Records to process >>
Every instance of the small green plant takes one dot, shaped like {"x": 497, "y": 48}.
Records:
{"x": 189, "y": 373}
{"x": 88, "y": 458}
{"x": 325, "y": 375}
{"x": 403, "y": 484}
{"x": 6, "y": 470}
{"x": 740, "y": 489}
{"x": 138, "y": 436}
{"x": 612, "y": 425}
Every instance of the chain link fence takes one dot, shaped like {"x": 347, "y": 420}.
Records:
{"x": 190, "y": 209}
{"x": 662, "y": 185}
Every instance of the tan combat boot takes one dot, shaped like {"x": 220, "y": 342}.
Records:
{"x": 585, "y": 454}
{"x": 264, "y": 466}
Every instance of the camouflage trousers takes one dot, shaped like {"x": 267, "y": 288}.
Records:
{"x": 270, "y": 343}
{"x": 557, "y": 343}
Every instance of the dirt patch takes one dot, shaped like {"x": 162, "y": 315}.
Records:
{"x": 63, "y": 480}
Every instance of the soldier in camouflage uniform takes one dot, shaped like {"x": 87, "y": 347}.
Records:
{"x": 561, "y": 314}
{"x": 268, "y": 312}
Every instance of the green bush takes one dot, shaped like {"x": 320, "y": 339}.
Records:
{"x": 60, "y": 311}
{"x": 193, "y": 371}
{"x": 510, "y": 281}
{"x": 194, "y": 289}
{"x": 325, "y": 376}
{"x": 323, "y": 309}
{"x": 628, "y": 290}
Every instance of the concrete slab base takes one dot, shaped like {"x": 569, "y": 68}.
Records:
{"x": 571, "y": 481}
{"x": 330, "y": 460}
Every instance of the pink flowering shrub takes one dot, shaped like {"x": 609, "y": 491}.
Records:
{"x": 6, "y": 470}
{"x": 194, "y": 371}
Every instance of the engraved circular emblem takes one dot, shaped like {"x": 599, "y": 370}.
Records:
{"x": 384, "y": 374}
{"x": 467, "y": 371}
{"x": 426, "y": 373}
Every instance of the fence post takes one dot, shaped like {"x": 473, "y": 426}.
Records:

Stated task >> Reproduce every one of the records above verbatim, leaving nothing out and changing nothing.

Problem solution >>
Every instance of the small green plant takes one dot, shaped like {"x": 497, "y": 48}.
Records:
{"x": 189, "y": 373}
{"x": 88, "y": 458}
{"x": 325, "y": 375}
{"x": 403, "y": 484}
{"x": 6, "y": 470}
{"x": 740, "y": 489}
{"x": 138, "y": 436}
{"x": 612, "y": 425}
Every instance of the chain link fence takes one dot, shaped like {"x": 347, "y": 420}.
Records:
{"x": 190, "y": 209}
{"x": 662, "y": 185}
Every instance of the tan combat boot takes one dot, shaped like {"x": 220, "y": 342}.
Records:
{"x": 585, "y": 454}
{"x": 264, "y": 466}
Every instance of the camouflage trousers takes one dot, shaped like {"x": 267, "y": 288}.
Records:
{"x": 270, "y": 343}
{"x": 557, "y": 343}
Every instance of the dirt patch takes one dot, shaped like {"x": 162, "y": 315}.
Records:
{"x": 63, "y": 480}
Every instance of the soldier in camouflage uniform takes one dot, shaped like {"x": 87, "y": 347}.
Records:
{"x": 561, "y": 314}
{"x": 268, "y": 312}
Every instance of the green bush takes one dot, shaped like {"x": 320, "y": 339}.
Records:
{"x": 60, "y": 311}
{"x": 193, "y": 371}
{"x": 510, "y": 281}
{"x": 194, "y": 289}
{"x": 325, "y": 376}
{"x": 323, "y": 309}
{"x": 628, "y": 290}
Every instance of the concrete slab base takes one dot, shaped like {"x": 569, "y": 68}.
Records:
{"x": 571, "y": 481}
{"x": 330, "y": 460}
Every instance of the pink flowering shrub takes one dot, shaped like {"x": 609, "y": 491}.
Records:
{"x": 6, "y": 470}
{"x": 194, "y": 371}
Every instance of the engraved circular emblem takes one dot, shaped like {"x": 599, "y": 370}.
Records:
{"x": 384, "y": 374}
{"x": 467, "y": 371}
{"x": 426, "y": 373}
Every instance of the fence post takes one dot, shaped like {"x": 473, "y": 426}.
Records:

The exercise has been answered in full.